··· EXTRACTED TEXT
This has infrastructure implications. If you're not building models, you may not need training clusters. Inference workloads have different economics—and different hardware requirements.
When On-Premises Makes Sense
Cloud dominates, but specific factors push toward on-premises investment:
- Data sovereignty: Regulatory requirements increasingly mandate geographic control
- Latency sensitivity: Applications requiring <10ms response times can't tolerate cloud round-trips
- Predictable workloads: Steady-state inference at scale often pencils out cheaper on owned hardware
- Competitive sensitivity: Some organizations won't run proprietary models through cloud APIs
The Hybrid Reality
55% of organizations use public cloud, while 51% rely on hybrid setups. This isn't contradiction—most enterprises are running both.
······
:: PROBLEM A ::
Rewrite the infrastructure text between "This has infrastructure" and "are running both.", inclusive, changing "hardware" to "equipment".
:: PROBLEM B ::
Please list every factor that the infrastructure text says pushes toward on-premises investment.
:: PROBLEM C ::
According to the infrastructure text, what percentage of organizations rely on hybrid setups?
··· EXTRACTED DATA
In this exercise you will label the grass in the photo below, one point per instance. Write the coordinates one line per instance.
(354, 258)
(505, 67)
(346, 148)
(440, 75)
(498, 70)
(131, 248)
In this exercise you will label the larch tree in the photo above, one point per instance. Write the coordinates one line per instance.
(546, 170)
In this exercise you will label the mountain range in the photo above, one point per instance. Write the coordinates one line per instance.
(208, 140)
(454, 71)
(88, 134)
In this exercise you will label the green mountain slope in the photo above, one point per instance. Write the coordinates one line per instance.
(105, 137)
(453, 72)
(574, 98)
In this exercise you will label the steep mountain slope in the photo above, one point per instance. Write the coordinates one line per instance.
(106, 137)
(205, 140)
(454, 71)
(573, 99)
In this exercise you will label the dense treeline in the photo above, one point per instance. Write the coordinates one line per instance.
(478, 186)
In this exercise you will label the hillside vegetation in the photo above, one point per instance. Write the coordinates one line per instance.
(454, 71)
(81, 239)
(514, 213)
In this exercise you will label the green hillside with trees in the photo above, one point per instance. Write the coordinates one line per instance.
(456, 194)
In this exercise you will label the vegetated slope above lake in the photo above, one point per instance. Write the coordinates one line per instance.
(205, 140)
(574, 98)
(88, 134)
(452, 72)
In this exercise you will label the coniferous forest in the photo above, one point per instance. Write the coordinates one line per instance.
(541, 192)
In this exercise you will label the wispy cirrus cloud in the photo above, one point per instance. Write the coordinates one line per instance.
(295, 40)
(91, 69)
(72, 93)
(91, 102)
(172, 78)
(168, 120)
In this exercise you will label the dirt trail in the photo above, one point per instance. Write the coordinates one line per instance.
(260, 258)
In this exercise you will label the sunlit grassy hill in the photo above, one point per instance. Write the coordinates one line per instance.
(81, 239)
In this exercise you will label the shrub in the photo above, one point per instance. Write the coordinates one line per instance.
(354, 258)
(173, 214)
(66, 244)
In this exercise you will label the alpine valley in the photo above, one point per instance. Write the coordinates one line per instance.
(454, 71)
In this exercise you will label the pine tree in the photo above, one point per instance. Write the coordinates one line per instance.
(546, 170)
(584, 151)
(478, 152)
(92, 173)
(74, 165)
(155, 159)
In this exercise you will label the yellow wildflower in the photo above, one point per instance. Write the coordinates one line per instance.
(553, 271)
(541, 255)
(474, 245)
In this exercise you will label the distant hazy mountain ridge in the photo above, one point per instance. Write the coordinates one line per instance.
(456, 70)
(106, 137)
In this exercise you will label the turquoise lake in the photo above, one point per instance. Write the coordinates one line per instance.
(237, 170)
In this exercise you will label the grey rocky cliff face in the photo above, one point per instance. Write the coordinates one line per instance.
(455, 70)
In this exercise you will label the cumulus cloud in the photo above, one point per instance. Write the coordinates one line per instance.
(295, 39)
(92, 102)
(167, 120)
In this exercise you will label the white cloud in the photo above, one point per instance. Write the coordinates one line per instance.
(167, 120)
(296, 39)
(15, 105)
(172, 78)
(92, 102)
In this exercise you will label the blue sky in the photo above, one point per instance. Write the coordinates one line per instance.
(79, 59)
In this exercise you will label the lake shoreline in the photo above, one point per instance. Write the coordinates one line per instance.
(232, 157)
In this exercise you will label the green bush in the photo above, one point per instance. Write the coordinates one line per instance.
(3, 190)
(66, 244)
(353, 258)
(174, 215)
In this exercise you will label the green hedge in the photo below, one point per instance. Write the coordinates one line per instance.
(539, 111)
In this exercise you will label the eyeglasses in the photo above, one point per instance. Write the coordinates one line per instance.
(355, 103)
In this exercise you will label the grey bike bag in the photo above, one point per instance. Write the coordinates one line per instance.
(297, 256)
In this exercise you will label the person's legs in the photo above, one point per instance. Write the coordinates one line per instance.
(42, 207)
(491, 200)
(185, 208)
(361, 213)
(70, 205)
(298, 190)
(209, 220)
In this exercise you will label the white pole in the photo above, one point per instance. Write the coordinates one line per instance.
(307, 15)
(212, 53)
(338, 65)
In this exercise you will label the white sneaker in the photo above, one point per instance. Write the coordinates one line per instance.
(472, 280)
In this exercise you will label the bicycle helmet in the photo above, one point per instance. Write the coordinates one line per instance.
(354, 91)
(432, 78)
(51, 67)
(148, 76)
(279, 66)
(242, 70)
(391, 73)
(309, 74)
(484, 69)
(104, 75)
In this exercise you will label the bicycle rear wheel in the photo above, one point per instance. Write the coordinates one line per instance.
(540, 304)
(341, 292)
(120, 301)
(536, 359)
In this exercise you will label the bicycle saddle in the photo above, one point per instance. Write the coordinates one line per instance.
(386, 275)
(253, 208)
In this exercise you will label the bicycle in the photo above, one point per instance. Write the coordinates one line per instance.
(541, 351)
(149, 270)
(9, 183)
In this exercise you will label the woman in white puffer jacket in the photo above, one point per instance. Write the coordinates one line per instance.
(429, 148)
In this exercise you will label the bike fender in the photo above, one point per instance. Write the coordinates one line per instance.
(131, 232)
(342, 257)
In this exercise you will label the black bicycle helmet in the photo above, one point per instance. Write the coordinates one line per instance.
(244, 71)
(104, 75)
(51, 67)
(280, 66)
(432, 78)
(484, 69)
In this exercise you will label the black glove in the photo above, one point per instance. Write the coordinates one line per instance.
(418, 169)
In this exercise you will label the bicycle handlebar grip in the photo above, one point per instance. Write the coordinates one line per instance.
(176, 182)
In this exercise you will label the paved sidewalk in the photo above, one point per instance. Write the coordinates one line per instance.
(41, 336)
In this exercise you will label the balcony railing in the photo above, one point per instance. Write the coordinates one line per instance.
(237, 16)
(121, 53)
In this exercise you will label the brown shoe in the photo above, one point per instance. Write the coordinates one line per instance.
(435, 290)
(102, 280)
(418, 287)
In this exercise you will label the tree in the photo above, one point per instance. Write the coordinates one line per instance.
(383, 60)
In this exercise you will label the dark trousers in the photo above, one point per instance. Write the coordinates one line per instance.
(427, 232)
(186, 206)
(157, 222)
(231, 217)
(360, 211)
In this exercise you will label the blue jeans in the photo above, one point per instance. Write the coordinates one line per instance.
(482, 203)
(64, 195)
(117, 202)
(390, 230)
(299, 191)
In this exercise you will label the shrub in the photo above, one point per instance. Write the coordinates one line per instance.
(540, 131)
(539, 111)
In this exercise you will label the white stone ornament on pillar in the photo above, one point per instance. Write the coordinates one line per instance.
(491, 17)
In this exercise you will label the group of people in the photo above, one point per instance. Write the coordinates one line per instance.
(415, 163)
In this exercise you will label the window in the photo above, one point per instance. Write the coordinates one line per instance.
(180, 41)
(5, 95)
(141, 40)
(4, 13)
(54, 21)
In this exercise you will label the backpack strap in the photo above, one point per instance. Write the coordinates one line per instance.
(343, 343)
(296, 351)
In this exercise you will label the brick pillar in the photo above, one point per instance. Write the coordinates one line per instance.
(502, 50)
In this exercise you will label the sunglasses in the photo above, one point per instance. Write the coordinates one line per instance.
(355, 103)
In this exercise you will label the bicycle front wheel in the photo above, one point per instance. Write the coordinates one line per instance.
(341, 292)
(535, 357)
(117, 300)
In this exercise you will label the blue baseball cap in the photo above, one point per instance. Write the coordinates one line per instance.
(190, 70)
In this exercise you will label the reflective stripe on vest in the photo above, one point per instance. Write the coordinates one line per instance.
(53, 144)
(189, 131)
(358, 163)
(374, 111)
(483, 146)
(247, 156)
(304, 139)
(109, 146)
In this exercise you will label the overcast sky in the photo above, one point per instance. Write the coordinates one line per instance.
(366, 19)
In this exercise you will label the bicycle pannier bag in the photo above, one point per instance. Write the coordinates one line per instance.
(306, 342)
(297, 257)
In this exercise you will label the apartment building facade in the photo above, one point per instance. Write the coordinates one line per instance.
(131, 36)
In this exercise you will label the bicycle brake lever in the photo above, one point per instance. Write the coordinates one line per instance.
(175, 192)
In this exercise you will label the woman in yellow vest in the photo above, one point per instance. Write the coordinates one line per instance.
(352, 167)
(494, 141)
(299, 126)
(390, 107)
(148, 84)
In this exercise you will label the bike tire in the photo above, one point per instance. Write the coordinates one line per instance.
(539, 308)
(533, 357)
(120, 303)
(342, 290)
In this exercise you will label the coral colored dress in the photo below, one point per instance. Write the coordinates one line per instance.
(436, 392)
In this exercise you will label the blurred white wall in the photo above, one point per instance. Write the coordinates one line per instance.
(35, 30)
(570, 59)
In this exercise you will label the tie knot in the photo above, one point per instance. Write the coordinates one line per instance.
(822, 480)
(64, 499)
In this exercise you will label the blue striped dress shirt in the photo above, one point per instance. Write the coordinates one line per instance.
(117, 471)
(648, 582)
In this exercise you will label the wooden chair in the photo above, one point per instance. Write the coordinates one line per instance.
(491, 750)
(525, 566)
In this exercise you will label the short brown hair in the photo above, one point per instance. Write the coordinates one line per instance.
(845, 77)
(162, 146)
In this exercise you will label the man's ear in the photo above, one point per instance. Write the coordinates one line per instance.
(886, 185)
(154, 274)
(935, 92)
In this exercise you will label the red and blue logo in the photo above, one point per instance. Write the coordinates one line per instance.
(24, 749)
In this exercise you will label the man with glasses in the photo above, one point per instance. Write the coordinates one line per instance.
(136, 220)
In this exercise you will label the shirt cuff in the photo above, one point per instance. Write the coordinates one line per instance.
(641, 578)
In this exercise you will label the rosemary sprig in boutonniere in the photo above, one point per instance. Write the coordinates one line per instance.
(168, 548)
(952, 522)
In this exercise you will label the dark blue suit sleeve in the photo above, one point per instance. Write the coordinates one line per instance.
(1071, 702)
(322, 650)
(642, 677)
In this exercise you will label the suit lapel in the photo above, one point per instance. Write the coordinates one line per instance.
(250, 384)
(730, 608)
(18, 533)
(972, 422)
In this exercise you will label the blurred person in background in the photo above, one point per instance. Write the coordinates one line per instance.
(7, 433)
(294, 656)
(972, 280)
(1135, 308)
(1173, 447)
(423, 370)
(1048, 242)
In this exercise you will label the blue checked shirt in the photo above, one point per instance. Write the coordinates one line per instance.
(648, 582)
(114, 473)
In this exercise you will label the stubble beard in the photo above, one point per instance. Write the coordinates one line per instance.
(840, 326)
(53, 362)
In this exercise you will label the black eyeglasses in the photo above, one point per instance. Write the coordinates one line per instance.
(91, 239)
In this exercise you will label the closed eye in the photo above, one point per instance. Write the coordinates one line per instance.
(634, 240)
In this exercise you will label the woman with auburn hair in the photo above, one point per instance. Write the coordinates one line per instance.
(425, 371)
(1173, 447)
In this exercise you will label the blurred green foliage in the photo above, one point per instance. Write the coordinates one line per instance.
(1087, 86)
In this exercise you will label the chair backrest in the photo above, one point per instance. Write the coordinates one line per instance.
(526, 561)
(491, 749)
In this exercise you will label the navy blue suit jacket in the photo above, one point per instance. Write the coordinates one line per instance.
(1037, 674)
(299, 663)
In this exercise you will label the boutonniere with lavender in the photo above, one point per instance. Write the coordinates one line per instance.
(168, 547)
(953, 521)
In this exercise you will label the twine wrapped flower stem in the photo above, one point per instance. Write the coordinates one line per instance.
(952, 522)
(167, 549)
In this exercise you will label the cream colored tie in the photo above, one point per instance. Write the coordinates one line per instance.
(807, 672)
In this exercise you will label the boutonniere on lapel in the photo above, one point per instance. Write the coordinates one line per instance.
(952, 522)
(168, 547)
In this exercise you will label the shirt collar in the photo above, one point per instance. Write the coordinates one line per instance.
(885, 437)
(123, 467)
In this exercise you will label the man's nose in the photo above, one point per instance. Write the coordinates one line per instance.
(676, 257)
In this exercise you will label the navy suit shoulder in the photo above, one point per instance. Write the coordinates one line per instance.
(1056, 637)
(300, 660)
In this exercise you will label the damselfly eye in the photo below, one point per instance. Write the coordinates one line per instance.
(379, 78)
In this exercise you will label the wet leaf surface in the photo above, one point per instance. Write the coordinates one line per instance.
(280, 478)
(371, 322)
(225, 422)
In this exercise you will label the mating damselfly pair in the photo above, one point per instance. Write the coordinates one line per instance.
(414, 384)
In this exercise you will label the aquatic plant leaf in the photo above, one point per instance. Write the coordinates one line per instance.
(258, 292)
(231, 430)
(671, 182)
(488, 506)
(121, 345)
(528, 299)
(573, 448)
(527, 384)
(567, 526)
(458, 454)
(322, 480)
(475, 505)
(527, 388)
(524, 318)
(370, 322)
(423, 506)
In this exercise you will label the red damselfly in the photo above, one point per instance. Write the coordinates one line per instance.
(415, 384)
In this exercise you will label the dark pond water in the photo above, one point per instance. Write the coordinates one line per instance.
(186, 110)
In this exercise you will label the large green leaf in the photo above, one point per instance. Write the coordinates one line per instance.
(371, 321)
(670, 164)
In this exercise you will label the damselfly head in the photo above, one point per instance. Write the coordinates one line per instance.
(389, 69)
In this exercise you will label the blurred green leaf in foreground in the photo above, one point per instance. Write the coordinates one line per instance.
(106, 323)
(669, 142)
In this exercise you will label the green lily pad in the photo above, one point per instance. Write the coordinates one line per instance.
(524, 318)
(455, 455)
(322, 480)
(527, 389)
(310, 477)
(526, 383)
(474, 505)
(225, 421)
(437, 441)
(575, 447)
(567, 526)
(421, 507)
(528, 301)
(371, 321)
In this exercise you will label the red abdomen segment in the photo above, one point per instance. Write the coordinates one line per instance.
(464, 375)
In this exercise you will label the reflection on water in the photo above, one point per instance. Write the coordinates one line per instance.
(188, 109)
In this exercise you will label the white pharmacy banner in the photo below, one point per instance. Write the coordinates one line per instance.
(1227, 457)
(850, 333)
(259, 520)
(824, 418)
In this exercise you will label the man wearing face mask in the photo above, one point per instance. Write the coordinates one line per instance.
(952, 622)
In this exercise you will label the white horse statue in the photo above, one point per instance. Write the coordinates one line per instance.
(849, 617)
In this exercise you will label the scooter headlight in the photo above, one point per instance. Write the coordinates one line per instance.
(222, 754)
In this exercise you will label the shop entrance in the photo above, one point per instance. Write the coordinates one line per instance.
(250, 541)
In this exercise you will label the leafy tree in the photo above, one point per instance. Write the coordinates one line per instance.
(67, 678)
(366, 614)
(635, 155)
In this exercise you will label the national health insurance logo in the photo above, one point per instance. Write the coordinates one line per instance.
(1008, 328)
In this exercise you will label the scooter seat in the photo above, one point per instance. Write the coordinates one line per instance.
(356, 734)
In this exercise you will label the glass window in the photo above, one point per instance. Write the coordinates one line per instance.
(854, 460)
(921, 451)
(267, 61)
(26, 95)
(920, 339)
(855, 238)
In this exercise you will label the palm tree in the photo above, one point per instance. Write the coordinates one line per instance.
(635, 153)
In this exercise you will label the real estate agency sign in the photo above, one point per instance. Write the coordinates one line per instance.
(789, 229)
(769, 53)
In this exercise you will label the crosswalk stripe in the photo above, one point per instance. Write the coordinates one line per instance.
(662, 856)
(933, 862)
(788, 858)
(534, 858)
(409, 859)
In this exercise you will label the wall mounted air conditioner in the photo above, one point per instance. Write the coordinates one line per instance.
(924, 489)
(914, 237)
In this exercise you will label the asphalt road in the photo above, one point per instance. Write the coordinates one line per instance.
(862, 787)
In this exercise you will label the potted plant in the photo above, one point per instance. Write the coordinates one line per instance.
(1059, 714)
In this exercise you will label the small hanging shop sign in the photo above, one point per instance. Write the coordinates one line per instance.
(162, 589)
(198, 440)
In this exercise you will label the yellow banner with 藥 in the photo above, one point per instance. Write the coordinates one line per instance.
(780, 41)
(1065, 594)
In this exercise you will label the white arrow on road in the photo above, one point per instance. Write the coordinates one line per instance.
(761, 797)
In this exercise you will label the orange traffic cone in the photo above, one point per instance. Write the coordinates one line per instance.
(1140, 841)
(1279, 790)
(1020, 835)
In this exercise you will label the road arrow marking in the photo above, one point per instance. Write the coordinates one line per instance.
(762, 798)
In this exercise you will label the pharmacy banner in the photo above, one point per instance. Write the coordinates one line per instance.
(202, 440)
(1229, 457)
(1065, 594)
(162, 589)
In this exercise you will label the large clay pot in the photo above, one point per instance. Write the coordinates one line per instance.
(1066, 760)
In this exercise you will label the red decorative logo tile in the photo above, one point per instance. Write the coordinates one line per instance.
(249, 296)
······
:: ANSWER SECTION A ::
This has infrastructure implications. If you're not building models, you may not need training clusters. Inference workloads have different economics—and different equipment requirements.
When On-Premises Makes Sense
Cloud dominates, but specific factors push toward on-premises investment:
- Data sovereignty: Regulatory requirements increasingly mandate geographic control
- Latency sensitivity: Applications requiring <10ms response times can't tolerate cloud round-trips
- Predictable workloads: Steady-state inference at scale often pencils out cheaper on owned equipment
- Competitive sensitivity: Some organizations won't run proprietary models through cloud APIs
The Hybrid Reality
55% of organizations use public cloud, while 51% rely on hybrid setups. This isn't contradiction—most enterprises are running both.

:: ANSWER SECTION B ::
Data sovereignty, latency sensitivity, predictable workloads, competitive sensitivity

:: ANSWER SECTION C ::
51%